ABOUT THIS EXERCISE = An exact reproduction of all the data is needed, with no images in it.

DATA LISTING below:

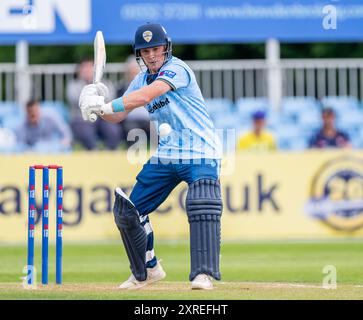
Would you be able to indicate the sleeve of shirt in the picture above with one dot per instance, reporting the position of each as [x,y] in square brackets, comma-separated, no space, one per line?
[174,75]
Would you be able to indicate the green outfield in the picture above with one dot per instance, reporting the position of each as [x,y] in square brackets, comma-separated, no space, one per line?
[250,270]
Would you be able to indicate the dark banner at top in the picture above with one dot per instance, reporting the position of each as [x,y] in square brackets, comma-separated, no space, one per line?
[199,21]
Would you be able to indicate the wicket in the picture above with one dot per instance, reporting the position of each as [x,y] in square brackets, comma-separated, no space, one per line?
[45,222]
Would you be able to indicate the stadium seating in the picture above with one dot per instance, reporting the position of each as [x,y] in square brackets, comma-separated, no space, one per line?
[341,104]
[247,106]
[57,106]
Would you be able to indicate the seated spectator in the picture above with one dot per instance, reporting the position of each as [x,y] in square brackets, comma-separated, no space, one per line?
[139,117]
[43,130]
[88,133]
[258,139]
[328,136]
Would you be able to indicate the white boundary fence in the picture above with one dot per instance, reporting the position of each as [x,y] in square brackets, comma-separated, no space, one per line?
[219,78]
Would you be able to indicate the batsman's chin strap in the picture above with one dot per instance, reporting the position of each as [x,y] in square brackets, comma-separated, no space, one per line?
[150,78]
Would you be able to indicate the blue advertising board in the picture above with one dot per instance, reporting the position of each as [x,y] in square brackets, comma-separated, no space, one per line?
[187,21]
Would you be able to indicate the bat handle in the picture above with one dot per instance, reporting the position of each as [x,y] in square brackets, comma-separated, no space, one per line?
[93,117]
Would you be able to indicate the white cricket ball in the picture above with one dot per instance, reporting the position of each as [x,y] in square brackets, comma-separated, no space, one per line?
[164,129]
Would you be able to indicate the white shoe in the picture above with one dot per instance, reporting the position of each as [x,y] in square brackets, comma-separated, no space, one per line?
[202,281]
[153,274]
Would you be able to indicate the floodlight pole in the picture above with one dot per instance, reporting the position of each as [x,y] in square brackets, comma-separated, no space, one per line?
[274,74]
[22,78]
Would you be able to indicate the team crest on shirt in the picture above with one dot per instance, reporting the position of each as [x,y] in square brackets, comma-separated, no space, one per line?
[147,35]
[336,194]
[167,73]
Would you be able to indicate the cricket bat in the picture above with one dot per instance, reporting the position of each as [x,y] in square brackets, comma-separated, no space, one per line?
[99,63]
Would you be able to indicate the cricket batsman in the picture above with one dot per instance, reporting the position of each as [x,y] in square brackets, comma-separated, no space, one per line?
[168,89]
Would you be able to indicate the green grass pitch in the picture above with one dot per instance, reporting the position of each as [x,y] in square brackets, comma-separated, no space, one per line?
[250,270]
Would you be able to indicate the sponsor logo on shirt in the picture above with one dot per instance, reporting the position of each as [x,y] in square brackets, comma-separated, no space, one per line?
[157,105]
[167,73]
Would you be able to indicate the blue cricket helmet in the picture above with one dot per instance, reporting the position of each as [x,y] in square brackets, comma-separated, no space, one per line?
[151,35]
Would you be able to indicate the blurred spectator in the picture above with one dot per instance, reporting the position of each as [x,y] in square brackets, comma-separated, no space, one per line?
[328,136]
[139,117]
[85,132]
[43,130]
[258,139]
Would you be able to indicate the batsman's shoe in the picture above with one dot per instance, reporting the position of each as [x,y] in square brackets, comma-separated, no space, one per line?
[202,282]
[153,274]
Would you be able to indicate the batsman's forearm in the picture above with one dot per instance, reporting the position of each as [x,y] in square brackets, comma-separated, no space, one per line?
[143,96]
[115,117]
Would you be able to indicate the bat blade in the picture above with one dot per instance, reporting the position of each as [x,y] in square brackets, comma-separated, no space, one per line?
[99,57]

End of DATA LISTING.

RESULT OF THE TASK =
Would you be able to indicate the sleeve of shirt in the picture above with one dot per instance, reporting the position of each as [x,y] in square brackets, comma-separated, no space, one per line?
[174,75]
Would you be able to indicate the green outfield in the picture above with one dot per instance, reporting the position of each as [x,y] in square brackets, comma-separated, no space, one per line?
[250,270]
Would you be able to indicate the dark banner at top in the picture above with one dot per instance, reporting the position of each as [x,y] in square brackets, comma-separated, no space, one per line?
[199,21]
Would you be able to indicate the wicket in the picture above with one dot per instance, reporting the position of each as [x,y] in square brackets, comma-separated, no space, one per line?
[45,222]
Would you be able to indicate the stadium seating in the picture above with one dot per instance, reporting the position of each as [x,y] in square brackets, comma-separated, no space, one per line?
[341,104]
[247,106]
[57,106]
Would you be able to indicate the seated spectator in the picture above with one dot per instance, reporting the position of each as [x,y] in square brackets, comma-separated, no space, one per line?
[139,117]
[43,130]
[88,133]
[258,139]
[328,136]
Would you be able to indicate the white boundary fence in the picture above with one dot per instance, reporting the position of each as [x,y] in square brackets, comma-separated, no space, one per line?
[219,78]
Would you be able to indicate the batsman's chin strap in the picture above with one dot per instance, reporting the position of each as [x,y] in square brackets, comma-separated, no space, one per line?
[150,78]
Would you be able to indicate the blue advertising board in the picture above with one dot per instance, reporting the position of each as [x,y] in square brackets, comma-separated, no space, one per line?
[187,21]
Would you be able to indicate the bat handle in the picture above with one dot per instance, reporting the position of each as [x,y] in square brackets, comma-separated, no space, one per line?
[93,117]
Would you be able to indicate the white cricket ball in the picture above with one dot per instance, reporting the position of each as [x,y] in square brackets, comma-separated, no space, one per line?
[164,129]
Would you be able to indicate the white shoe in the picture above with one dot per instance, reporting the position of each as [x,y] in square brackets, comma-separated, no space, one per line?
[202,281]
[153,274]
Would you be able to indicate the floodlight pole in the picture above with one dot per instance, reporting the position of each as [x,y] in square brackets, comma-separated, no space, one per line?
[274,74]
[22,78]
Would you be able to indicate the team crest on shirt in the picture above with one dot per instance, reporting the position of each as [x,y] in square brackets, comma-separated, no space, one per line?
[147,35]
[336,194]
[167,73]
Would you be able to indicate the cricket bat in the picture above with one dot per instance, reporting the position of each as [x,y] in square brackets, comma-separated, no space, one per line?
[99,63]
Would you be able to indicate the cricket batsman in the picture above with one dot per instance, reporting the position of each as [x,y] in square brackets, comma-separated, no space, one per line?
[168,89]
Would you be able to indicate the green grass pitch in the picture above with one dot per instance, reporting the position of each as [x,y] in square brackets, comma-separated, no space, one per line?
[250,270]
Would you be able to indicate the sponsor logo on shirt in the picture above with one dot per instance, reporting the position of each as [x,y] in square brackets, comma-separated, no space, one per line?
[157,105]
[167,73]
Would you be able to indicate the blue cricket helmet in the picture above with one dot per instance, reporting the position of each as [x,y] in square brackets, comma-separated, no space, one per line?
[151,35]
Would you be able to indicate the blurred spectator in the picture above with one dot per instance, reporting the position of each as [x,y] in square brackets, comma-separated, no space, one per line?
[328,136]
[139,117]
[85,132]
[43,130]
[258,139]
Would you be able to indicate the batsman's shoe in the picture above with one dot per instance, reporting the position of each as [x,y] in square brackets, comma-separated, no space, one per line?
[202,282]
[153,274]
Would you be able to indicate the batsman's forearm in the picture above with one dot per instance, reporting the position of each as [x,y] in square brackets, comma-separated, no space, one per line?
[143,96]
[115,117]
Would you be able to indicate the bat blade in the picture above with one dot per instance, reporting the position of each as [x,y] in square brackets, comma-separated, no space, one per line?
[99,57]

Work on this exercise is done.